━━ Record excerpts ━━
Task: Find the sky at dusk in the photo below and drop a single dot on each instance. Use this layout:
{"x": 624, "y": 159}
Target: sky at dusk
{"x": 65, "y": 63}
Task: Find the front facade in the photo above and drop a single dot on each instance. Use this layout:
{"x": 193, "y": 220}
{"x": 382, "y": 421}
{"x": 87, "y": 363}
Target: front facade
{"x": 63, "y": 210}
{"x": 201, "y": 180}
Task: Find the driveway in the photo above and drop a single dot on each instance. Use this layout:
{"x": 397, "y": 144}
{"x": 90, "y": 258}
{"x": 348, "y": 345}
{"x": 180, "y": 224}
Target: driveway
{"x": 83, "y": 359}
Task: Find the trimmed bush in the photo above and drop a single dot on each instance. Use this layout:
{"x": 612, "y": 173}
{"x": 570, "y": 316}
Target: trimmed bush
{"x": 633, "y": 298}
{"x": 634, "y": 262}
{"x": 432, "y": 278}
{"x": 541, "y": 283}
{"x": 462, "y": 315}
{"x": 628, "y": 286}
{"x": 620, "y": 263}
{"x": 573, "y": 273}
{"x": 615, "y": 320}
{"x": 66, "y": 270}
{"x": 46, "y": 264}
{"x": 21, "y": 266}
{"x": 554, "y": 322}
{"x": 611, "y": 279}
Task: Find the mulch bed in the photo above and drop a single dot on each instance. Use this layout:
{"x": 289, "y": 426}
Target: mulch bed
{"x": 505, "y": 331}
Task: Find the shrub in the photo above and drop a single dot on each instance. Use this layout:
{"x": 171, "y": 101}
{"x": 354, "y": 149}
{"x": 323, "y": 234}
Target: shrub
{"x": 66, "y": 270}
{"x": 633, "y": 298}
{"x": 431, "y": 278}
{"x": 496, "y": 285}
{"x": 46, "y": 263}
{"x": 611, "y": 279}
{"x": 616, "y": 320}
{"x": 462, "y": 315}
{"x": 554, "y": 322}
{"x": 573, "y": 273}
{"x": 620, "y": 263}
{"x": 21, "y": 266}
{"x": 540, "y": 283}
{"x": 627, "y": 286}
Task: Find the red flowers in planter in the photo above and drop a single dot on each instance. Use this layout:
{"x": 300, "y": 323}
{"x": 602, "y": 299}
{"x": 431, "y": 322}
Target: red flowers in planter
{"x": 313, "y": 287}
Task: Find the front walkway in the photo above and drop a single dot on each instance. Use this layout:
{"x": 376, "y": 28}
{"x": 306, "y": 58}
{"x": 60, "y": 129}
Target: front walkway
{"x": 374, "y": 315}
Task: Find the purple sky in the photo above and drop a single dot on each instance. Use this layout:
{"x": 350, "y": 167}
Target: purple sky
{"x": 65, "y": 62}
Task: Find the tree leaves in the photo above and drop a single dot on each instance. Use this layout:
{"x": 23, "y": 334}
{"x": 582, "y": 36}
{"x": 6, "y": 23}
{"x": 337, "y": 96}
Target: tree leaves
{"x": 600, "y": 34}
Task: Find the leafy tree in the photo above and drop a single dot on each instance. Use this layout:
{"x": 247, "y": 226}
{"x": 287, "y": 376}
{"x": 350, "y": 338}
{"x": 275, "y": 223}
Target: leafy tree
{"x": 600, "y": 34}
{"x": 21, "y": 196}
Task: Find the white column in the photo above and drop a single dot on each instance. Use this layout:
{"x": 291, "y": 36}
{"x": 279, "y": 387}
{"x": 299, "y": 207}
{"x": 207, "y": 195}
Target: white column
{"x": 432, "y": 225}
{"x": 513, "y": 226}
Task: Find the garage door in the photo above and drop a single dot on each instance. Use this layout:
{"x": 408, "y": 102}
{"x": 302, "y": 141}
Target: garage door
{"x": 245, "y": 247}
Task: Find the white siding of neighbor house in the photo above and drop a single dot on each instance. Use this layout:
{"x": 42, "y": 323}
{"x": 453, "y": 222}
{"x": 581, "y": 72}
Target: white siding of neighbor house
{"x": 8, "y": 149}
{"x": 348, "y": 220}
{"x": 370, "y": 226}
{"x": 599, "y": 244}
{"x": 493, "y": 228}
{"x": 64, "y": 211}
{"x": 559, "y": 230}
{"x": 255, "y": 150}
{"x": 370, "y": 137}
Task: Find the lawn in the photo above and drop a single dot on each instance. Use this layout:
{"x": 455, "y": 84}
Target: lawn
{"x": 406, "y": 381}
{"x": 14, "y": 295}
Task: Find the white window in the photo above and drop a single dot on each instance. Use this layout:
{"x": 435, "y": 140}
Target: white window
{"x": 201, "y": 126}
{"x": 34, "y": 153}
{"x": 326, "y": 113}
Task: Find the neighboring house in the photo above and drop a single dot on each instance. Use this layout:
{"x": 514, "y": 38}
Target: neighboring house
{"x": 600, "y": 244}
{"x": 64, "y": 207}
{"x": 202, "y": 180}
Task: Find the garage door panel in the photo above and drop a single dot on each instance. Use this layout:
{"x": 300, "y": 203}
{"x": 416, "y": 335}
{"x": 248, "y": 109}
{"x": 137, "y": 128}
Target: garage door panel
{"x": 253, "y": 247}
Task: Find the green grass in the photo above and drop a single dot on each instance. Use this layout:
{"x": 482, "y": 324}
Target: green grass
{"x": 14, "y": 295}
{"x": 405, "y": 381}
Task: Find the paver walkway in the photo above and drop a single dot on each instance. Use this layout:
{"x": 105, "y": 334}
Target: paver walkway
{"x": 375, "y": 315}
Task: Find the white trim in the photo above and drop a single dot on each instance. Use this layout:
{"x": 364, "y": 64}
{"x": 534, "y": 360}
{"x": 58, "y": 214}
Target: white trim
━━━
Transcribe the lines above between the line holding "Task: Find the white window" and the line holding "Task: Find the neighboring", inclusive, exactly as they stand and with nothing added.

Task: Find the white window in the photo above and drop a single dot on each instance. Use this layout:
{"x": 435, "y": 140}
Target: white window
{"x": 201, "y": 126}
{"x": 34, "y": 153}
{"x": 326, "y": 113}
Task: Find the neighboring house in the photo above and drop a single dot on each instance. Use this layout:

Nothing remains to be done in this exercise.